> _Exercise data_
▼
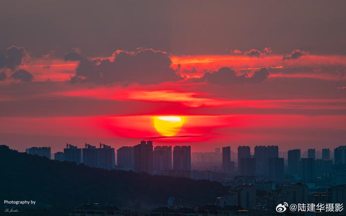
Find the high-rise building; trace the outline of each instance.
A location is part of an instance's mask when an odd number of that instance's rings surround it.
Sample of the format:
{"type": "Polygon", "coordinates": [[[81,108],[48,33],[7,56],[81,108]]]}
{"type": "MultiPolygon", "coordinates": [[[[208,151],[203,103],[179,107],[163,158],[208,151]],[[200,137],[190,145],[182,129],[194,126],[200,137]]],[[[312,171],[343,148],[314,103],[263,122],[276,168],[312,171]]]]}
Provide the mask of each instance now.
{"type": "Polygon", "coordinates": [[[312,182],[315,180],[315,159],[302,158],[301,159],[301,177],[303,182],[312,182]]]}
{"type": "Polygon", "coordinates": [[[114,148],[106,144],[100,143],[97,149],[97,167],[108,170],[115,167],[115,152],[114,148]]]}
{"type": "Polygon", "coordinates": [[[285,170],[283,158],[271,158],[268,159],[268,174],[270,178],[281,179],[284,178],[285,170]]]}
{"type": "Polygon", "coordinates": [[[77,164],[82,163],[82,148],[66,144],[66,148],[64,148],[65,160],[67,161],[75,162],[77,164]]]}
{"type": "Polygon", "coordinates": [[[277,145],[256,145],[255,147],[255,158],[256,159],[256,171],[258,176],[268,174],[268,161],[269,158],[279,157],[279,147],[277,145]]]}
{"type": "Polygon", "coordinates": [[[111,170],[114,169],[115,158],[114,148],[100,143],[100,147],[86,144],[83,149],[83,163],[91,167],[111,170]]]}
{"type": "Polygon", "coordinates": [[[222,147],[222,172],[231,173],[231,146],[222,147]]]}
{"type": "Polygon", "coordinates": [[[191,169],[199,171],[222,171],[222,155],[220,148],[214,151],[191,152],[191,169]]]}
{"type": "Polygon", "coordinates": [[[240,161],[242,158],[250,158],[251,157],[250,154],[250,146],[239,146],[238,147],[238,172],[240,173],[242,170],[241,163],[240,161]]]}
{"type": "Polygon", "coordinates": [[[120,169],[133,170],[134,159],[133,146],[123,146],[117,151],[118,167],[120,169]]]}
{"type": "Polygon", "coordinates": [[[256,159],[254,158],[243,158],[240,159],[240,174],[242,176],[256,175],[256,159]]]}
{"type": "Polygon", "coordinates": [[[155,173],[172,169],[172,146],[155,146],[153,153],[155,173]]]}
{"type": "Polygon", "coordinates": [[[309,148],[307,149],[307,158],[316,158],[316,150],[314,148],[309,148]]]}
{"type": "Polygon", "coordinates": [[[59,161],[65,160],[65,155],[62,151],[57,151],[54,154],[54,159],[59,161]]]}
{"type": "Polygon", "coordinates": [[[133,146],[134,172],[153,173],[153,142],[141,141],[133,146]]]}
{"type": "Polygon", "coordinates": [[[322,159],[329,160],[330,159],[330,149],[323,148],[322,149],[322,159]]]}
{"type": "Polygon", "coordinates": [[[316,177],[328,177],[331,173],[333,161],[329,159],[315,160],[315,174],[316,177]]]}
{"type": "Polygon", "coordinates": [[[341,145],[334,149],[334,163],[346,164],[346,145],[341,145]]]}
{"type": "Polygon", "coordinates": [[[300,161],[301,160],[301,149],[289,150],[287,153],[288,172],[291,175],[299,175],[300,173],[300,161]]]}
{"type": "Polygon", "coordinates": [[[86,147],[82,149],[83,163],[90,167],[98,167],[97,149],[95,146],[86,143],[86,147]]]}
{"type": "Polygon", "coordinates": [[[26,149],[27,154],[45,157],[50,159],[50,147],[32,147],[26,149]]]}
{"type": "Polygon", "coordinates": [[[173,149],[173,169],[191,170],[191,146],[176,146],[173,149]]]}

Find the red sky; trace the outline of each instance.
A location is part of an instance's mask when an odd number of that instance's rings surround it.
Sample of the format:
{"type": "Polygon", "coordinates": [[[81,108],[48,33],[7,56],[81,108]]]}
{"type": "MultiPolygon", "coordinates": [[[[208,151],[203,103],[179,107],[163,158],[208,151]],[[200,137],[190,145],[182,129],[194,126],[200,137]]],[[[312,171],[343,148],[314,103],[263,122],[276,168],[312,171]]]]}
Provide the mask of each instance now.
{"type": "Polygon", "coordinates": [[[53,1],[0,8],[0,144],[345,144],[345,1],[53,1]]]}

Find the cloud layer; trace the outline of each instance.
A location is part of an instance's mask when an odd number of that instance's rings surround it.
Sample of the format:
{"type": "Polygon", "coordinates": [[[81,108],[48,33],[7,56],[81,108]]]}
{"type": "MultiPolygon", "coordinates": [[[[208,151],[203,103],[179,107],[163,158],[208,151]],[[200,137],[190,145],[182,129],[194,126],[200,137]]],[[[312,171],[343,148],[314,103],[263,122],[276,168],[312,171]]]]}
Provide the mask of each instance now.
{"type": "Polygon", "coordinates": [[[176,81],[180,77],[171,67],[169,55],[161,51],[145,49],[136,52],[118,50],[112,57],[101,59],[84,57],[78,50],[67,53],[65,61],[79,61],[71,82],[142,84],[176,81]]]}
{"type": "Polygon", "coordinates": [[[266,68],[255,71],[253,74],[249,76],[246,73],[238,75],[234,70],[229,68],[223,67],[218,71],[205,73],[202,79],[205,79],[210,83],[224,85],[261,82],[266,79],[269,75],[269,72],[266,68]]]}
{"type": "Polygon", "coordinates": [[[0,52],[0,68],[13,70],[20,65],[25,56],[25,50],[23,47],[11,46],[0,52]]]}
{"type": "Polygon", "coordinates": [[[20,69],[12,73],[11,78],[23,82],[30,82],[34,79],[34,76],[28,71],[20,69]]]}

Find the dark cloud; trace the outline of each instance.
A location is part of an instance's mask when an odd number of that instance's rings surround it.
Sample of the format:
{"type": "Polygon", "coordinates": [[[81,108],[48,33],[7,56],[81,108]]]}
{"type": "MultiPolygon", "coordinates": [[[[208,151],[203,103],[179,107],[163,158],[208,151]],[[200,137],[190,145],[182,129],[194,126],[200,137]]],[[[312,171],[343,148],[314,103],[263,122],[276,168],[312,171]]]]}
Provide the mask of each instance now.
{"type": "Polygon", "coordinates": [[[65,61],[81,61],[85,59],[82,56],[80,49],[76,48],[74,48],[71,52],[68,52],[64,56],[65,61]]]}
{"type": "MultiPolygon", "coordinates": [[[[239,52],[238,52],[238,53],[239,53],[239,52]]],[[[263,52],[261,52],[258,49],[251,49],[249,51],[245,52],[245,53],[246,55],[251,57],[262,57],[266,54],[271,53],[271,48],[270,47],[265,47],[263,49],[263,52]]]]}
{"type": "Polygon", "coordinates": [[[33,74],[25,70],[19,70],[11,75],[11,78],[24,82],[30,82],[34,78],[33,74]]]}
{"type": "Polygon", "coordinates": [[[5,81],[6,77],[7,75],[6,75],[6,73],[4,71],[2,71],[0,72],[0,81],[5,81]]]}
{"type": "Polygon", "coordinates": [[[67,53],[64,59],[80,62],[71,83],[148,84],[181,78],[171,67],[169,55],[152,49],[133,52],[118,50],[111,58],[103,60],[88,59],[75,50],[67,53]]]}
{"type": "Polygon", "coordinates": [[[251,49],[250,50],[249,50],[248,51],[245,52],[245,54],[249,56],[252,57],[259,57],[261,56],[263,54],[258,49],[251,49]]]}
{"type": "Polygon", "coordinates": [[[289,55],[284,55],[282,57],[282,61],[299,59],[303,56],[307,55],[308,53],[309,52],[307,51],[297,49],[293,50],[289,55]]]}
▲
> _What you need to do_
Rewrite the part of the rows that opens with the line containing "Find the dark" and closes with the last row. Keep every line, the requests included, but offset each coordinate in the answer polygons by 50, and leave the numbers in the requests and their format samples unchanged.

> _The result_
Find the dark cloud; trace the outline of each instance.
A location is part of an instance's mask when an odd number of that instance's rings surround it.
Sample of the format:
{"type": "Polygon", "coordinates": [[[81,108],[48,33],[7,56],[81,108]]]}
{"type": "MultiPolygon", "coordinates": [[[[208,151],[203,103],[179,107],[163,158],[208,151]],[[200,137],[190,145],[182,129],[194,126],[200,137]]],[[[312,171],[343,148],[314,103],[263,122],[276,168],[312,171]]]]}
Provide the mask of each instance now.
{"type": "Polygon", "coordinates": [[[115,111],[131,111],[135,109],[132,106],[130,99],[126,98],[124,98],[121,102],[118,102],[114,106],[115,111]]]}
{"type": "MultiPolygon", "coordinates": [[[[289,102],[288,102],[288,103],[289,103],[289,102]]],[[[313,102],[311,102],[308,99],[301,99],[299,101],[295,102],[295,103],[296,105],[301,107],[312,107],[316,104],[321,103],[321,98],[320,97],[315,97],[313,99],[313,102]]]]}
{"type": "Polygon", "coordinates": [[[83,124],[75,120],[69,120],[61,125],[61,128],[74,132],[80,132],[84,128],[83,124]]]}
{"type": "Polygon", "coordinates": [[[55,131],[56,127],[57,125],[56,125],[56,123],[54,121],[52,121],[50,122],[50,131],[55,131]]]}
{"type": "Polygon", "coordinates": [[[117,103],[114,109],[130,112],[121,133],[198,134],[231,128],[221,117],[219,105],[202,99],[183,102],[168,100],[161,108],[153,110],[138,109],[125,100],[117,103]]]}
{"type": "Polygon", "coordinates": [[[301,99],[300,100],[299,100],[298,101],[295,102],[295,104],[299,106],[302,107],[309,107],[311,106],[313,104],[308,99],[301,99]]]}
{"type": "Polygon", "coordinates": [[[339,105],[334,105],[332,107],[332,111],[349,109],[353,106],[357,105],[358,103],[359,102],[357,101],[347,99],[343,100],[339,105]]]}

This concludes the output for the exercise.